> _THE PROBLEM_
Show every line of the listing below that contains the word "person", with case counting.

+ + + +

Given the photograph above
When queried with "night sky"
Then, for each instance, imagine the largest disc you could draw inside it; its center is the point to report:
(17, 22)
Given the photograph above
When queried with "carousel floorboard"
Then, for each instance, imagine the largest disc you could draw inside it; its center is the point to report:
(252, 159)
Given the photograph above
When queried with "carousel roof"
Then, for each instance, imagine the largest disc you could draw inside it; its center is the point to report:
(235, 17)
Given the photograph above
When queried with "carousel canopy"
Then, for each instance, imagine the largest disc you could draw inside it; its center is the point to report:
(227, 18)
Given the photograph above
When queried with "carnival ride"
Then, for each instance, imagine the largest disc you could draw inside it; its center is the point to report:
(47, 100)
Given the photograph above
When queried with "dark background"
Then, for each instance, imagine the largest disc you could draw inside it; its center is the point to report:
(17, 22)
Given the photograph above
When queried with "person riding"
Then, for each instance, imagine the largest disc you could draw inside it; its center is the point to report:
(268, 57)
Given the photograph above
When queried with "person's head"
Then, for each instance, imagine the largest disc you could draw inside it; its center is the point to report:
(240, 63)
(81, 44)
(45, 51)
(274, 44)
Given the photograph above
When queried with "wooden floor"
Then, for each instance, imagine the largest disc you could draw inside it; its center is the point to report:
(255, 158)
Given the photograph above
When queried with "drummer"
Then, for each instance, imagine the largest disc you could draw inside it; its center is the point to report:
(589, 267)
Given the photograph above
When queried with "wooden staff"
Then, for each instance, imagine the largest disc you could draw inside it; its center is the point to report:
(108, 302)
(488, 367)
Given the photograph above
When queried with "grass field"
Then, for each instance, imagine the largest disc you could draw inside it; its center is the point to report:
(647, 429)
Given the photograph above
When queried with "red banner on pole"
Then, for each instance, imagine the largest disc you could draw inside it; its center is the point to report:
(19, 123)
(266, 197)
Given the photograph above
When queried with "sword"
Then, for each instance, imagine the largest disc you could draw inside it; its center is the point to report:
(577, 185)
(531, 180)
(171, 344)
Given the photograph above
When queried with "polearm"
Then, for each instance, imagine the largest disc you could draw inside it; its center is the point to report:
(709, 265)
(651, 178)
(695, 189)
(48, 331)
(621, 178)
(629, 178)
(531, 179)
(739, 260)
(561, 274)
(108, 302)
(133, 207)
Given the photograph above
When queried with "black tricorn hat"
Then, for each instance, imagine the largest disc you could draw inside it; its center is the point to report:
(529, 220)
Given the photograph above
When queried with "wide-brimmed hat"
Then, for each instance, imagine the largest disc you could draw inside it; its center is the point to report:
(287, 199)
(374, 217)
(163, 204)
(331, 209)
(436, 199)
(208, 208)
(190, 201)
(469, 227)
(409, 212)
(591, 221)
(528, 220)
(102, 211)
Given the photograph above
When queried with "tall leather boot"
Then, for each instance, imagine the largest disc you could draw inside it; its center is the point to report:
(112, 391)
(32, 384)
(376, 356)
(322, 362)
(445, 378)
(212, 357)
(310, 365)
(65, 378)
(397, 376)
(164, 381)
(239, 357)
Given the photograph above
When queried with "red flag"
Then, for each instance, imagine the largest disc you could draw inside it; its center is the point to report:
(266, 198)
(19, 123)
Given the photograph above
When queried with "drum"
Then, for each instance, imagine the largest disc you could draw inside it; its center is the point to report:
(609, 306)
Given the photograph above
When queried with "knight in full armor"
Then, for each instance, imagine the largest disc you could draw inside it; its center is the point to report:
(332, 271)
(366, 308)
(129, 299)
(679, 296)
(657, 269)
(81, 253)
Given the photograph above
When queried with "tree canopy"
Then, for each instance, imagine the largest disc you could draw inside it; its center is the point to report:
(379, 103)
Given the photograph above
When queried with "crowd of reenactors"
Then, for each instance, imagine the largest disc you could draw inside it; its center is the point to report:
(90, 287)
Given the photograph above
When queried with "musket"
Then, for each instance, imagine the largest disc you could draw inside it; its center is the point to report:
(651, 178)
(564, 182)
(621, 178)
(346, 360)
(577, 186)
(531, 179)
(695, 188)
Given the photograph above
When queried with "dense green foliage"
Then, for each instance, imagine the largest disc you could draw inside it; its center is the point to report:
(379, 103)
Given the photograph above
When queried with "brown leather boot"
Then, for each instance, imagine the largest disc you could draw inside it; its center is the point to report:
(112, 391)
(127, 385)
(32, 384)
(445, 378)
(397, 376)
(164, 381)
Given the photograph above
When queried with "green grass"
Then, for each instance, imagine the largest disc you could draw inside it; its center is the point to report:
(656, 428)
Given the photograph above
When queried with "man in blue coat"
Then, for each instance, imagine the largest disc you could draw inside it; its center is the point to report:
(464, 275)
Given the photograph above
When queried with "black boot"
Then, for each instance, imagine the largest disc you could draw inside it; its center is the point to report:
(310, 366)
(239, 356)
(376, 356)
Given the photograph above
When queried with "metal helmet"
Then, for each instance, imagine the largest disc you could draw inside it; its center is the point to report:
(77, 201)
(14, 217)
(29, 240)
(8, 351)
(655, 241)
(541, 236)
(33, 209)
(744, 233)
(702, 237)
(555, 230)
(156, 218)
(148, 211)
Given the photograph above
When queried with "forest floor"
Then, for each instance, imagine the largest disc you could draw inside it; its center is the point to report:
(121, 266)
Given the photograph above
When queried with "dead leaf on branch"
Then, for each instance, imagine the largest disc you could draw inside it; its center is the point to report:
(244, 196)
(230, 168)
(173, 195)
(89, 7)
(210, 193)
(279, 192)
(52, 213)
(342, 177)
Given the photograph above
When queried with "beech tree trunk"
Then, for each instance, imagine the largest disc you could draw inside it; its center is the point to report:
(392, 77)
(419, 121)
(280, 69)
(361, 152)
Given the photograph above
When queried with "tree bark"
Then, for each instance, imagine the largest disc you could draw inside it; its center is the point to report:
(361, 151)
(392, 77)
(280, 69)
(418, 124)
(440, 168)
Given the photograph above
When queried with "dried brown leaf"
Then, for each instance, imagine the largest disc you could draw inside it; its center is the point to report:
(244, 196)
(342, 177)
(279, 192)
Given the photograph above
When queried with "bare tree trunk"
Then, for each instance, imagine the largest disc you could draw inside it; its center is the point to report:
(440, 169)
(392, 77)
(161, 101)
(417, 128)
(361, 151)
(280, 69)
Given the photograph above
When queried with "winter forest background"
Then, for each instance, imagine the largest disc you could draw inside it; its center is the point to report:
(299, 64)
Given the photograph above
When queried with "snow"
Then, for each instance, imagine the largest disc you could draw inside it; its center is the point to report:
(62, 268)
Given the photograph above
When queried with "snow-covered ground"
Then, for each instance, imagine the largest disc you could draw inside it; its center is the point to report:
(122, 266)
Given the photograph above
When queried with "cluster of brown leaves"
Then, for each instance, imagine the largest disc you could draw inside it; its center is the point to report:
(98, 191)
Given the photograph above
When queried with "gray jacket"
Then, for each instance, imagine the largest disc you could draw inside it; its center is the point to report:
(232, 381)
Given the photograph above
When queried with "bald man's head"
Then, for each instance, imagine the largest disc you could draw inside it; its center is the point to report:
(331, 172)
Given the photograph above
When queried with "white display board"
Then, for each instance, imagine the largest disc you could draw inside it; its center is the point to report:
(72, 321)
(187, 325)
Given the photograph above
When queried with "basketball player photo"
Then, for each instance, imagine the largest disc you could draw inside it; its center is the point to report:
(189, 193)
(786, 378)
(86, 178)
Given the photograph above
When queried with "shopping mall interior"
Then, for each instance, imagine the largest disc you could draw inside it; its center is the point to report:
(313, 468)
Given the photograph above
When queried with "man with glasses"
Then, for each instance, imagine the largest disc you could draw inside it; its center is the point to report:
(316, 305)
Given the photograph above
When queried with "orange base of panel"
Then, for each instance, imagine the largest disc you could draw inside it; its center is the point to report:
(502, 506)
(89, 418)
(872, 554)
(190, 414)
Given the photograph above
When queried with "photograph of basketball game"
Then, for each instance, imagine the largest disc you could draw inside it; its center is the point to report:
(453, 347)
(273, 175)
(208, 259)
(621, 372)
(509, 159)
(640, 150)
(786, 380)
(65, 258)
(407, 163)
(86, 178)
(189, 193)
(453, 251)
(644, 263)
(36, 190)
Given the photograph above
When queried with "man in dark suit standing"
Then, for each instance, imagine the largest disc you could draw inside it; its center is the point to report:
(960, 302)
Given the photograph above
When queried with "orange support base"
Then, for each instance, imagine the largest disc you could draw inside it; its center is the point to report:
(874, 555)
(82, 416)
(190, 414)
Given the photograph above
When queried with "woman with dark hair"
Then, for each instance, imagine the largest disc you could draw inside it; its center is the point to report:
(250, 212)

+ + + +

> _RESULT FOR THIS TASK_
When queried with "person riding"
When queried with "person's head"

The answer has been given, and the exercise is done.